_WHAT TO PRODUCE_
Filter the entries down to the lines containing "right", and copy those lines.

--- INFORMATION GIVEN ---

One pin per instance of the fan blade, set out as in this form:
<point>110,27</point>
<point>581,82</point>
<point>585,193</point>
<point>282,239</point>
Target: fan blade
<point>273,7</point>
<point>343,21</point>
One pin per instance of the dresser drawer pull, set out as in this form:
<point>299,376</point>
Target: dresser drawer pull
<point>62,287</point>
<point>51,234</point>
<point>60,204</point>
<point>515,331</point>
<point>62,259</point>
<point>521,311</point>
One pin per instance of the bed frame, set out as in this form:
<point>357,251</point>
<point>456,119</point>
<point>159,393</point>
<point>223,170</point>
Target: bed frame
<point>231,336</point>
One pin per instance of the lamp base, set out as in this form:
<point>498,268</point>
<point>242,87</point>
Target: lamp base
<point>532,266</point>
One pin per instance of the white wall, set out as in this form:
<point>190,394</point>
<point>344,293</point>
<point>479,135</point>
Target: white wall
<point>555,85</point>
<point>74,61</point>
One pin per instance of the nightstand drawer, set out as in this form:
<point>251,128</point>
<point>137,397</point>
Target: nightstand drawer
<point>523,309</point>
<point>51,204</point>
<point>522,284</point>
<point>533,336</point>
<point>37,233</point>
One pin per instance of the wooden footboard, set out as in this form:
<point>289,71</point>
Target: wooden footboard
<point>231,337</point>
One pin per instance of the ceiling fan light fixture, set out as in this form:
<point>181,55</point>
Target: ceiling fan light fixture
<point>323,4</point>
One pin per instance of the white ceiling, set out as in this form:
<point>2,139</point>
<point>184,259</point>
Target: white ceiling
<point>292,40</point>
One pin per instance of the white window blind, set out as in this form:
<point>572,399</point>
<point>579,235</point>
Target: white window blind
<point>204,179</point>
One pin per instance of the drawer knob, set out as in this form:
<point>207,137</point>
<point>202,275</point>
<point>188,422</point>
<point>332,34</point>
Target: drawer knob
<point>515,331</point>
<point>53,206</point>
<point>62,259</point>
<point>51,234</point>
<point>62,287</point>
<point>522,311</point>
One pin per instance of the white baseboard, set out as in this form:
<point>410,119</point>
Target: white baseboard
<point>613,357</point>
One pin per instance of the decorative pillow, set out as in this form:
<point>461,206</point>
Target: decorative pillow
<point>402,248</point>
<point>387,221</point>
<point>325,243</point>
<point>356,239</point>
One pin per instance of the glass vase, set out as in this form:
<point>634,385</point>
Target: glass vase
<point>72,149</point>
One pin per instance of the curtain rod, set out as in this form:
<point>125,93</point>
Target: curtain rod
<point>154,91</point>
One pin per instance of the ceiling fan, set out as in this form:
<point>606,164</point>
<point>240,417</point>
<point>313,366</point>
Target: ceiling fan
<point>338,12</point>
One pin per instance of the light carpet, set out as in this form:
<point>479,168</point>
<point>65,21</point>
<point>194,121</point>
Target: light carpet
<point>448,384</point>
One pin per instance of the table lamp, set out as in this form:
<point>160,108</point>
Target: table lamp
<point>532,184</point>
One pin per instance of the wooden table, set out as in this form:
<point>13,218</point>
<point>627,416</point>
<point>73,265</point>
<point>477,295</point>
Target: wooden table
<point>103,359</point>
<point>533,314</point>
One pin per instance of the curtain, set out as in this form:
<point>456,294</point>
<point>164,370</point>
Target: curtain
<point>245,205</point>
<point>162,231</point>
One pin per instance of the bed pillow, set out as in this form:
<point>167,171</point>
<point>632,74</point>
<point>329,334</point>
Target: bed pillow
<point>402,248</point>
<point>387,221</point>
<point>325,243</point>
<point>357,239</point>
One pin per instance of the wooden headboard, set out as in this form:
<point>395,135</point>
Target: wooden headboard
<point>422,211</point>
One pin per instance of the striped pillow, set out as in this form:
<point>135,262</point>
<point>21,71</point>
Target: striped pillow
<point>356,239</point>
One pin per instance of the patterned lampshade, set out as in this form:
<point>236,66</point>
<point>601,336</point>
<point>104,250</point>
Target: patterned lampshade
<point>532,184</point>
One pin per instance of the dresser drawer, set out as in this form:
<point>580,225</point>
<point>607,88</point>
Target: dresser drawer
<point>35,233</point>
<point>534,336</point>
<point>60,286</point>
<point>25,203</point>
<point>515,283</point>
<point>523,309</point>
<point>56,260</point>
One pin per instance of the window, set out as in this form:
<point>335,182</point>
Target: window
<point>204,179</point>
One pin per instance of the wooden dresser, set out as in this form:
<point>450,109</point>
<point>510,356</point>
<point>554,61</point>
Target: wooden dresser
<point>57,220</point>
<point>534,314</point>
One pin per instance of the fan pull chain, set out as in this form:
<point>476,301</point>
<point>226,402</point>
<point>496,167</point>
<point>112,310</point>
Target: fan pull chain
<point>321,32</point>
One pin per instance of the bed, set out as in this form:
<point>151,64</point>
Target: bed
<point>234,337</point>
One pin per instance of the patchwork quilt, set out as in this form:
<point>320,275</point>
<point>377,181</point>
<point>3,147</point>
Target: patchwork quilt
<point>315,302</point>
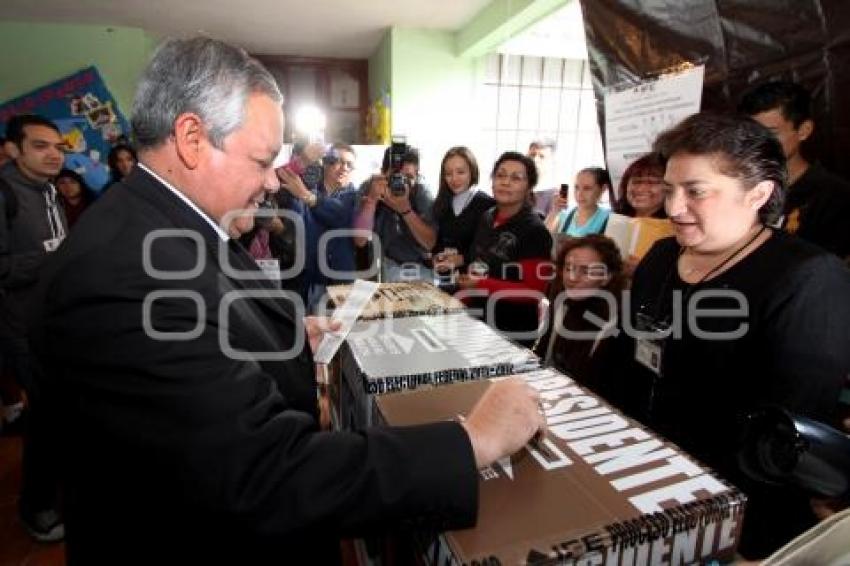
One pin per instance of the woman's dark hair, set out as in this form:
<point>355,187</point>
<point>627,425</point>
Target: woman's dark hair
<point>792,99</point>
<point>87,193</point>
<point>601,177</point>
<point>608,252</point>
<point>747,151</point>
<point>112,160</point>
<point>527,162</point>
<point>650,165</point>
<point>444,193</point>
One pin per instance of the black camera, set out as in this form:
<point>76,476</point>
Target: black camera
<point>398,150</point>
<point>782,448</point>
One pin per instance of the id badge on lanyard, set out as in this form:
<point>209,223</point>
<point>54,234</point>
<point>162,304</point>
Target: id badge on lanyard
<point>649,348</point>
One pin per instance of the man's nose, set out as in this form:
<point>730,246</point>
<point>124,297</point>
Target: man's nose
<point>675,203</point>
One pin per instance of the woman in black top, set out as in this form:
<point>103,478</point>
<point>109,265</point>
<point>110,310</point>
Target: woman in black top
<point>458,208</point>
<point>732,314</point>
<point>509,254</point>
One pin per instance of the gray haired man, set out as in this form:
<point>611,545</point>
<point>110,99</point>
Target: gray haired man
<point>188,402</point>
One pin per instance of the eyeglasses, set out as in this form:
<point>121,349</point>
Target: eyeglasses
<point>512,177</point>
<point>593,271</point>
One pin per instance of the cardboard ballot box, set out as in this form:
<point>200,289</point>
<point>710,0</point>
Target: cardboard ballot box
<point>599,489</point>
<point>412,298</point>
<point>395,354</point>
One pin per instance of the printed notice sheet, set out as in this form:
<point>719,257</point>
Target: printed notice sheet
<point>634,117</point>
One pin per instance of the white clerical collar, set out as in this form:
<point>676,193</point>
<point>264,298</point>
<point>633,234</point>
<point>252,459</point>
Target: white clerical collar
<point>462,200</point>
<point>221,233</point>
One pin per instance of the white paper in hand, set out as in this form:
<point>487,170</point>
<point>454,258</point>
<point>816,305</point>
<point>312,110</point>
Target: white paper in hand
<point>360,295</point>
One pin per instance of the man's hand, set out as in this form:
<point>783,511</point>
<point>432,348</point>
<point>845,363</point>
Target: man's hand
<point>317,326</point>
<point>503,420</point>
<point>399,203</point>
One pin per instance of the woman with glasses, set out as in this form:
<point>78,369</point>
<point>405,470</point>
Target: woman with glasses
<point>509,257</point>
<point>330,207</point>
<point>583,304</point>
<point>642,188</point>
<point>457,209</point>
<point>730,314</point>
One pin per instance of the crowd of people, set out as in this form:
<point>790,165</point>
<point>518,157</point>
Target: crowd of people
<point>230,446</point>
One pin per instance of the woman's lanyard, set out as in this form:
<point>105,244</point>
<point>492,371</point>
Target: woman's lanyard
<point>650,347</point>
<point>668,281</point>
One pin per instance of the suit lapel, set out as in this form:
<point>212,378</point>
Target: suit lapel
<point>241,271</point>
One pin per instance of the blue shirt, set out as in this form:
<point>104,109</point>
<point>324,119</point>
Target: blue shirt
<point>594,225</point>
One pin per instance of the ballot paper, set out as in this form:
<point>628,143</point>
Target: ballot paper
<point>360,295</point>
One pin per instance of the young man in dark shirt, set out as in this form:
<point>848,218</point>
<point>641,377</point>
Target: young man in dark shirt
<point>817,205</point>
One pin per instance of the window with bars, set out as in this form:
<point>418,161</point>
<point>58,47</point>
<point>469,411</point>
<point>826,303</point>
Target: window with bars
<point>525,98</point>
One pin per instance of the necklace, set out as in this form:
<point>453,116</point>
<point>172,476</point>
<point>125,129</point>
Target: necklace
<point>458,209</point>
<point>719,266</point>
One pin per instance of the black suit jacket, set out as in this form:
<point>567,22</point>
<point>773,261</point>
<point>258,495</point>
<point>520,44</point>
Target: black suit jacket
<point>179,453</point>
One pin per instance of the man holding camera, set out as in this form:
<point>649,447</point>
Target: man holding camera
<point>331,206</point>
<point>400,217</point>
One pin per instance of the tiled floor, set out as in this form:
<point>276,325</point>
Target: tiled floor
<point>16,547</point>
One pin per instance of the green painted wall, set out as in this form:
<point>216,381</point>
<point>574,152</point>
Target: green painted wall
<point>380,68</point>
<point>499,21</point>
<point>432,94</point>
<point>32,55</point>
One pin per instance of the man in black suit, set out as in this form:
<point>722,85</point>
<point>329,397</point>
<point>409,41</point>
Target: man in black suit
<point>184,390</point>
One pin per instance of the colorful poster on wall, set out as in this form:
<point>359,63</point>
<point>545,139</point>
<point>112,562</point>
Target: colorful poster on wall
<point>87,115</point>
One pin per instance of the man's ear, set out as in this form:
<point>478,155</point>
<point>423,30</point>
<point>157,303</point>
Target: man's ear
<point>758,195</point>
<point>805,130</point>
<point>11,149</point>
<point>189,138</point>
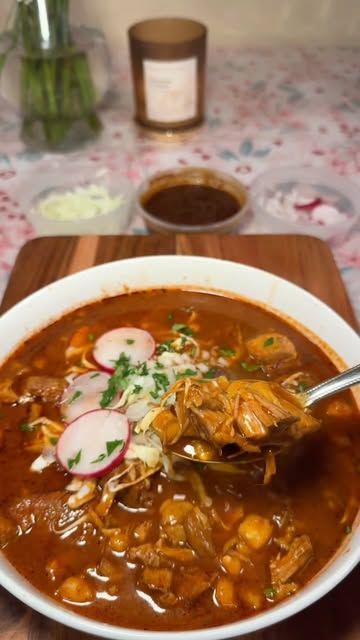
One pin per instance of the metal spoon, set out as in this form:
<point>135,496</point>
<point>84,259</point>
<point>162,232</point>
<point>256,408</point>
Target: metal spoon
<point>186,449</point>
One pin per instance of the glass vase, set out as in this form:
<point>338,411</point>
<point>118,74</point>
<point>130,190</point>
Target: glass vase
<point>57,95</point>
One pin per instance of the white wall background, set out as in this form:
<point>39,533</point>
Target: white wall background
<point>242,22</point>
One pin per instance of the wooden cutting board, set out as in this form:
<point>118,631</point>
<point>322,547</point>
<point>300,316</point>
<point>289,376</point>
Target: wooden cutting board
<point>302,259</point>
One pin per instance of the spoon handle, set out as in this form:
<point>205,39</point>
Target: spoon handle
<point>344,380</point>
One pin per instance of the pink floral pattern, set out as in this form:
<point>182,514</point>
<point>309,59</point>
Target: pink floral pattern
<point>265,108</point>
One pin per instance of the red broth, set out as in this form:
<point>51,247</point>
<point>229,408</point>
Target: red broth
<point>188,548</point>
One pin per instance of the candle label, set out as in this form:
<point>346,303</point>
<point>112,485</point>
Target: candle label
<point>170,89</point>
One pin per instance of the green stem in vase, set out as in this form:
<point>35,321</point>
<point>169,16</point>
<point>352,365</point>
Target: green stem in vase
<point>58,94</point>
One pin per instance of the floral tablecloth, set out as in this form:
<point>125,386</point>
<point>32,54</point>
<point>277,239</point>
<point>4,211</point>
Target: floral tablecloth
<point>265,108</point>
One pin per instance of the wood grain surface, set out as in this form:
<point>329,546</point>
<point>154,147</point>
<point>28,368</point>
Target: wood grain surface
<point>304,260</point>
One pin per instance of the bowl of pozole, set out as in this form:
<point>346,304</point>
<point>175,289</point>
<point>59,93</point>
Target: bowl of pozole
<point>102,526</point>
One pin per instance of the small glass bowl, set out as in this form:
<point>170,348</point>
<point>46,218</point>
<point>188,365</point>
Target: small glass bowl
<point>191,176</point>
<point>323,183</point>
<point>62,177</point>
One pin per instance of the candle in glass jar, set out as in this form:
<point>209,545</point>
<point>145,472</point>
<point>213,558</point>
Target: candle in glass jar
<point>168,68</point>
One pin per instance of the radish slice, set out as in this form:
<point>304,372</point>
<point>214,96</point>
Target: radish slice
<point>308,204</point>
<point>84,394</point>
<point>94,443</point>
<point>138,345</point>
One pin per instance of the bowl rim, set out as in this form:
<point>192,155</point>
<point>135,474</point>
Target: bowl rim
<point>343,559</point>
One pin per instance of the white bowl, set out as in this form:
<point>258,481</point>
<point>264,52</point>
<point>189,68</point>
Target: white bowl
<point>310,315</point>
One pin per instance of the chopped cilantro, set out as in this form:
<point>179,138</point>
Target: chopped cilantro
<point>143,369</point>
<point>100,458</point>
<point>270,593</point>
<point>182,328</point>
<point>26,427</point>
<point>112,445</point>
<point>227,352</point>
<point>250,367</point>
<point>302,386</point>
<point>161,384</point>
<point>269,341</point>
<point>186,373</point>
<point>72,462</point>
<point>76,396</point>
<point>212,373</point>
<point>119,380</point>
<point>165,346</point>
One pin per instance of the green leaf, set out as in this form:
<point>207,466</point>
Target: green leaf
<point>76,396</point>
<point>269,341</point>
<point>111,445</point>
<point>227,352</point>
<point>100,458</point>
<point>165,346</point>
<point>26,427</point>
<point>212,373</point>
<point>119,380</point>
<point>250,367</point>
<point>143,370</point>
<point>72,462</point>
<point>270,593</point>
<point>182,328</point>
<point>185,374</point>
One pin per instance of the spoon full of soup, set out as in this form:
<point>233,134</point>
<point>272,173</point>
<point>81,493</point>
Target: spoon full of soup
<point>241,420</point>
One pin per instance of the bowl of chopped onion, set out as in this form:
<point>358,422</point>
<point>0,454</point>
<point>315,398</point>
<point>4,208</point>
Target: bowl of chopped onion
<point>74,200</point>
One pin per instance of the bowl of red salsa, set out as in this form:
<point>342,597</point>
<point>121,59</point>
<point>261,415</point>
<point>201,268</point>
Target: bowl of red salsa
<point>192,200</point>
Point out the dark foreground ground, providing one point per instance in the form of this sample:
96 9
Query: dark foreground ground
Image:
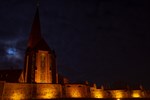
101 99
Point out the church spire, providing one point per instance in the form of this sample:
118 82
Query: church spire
35 34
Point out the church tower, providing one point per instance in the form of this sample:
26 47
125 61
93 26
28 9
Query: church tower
39 62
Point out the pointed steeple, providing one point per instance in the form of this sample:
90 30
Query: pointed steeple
35 34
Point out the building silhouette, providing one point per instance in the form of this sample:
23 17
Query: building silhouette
39 78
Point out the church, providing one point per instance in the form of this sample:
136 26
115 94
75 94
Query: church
39 78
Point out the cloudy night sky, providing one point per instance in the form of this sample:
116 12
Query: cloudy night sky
102 41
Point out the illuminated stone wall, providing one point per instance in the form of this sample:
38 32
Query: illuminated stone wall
97 93
47 91
15 91
76 91
119 94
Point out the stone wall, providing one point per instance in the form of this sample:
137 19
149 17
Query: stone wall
31 91
16 91
76 91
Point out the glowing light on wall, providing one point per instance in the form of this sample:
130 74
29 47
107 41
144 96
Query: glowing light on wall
98 94
48 94
117 94
136 94
75 94
17 96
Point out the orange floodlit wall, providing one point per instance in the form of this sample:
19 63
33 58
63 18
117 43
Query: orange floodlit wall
137 94
17 91
119 94
97 93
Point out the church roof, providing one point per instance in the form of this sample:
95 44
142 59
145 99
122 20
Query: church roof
35 39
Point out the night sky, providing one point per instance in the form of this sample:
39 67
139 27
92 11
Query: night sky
102 41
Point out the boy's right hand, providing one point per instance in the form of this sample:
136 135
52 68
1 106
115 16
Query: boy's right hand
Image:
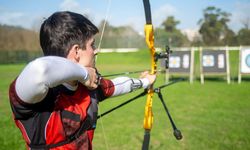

---

_ANSWER SECTION_
Point out the boy's right hand, providing one point per instance in the form of this sample:
Query: boy's right hand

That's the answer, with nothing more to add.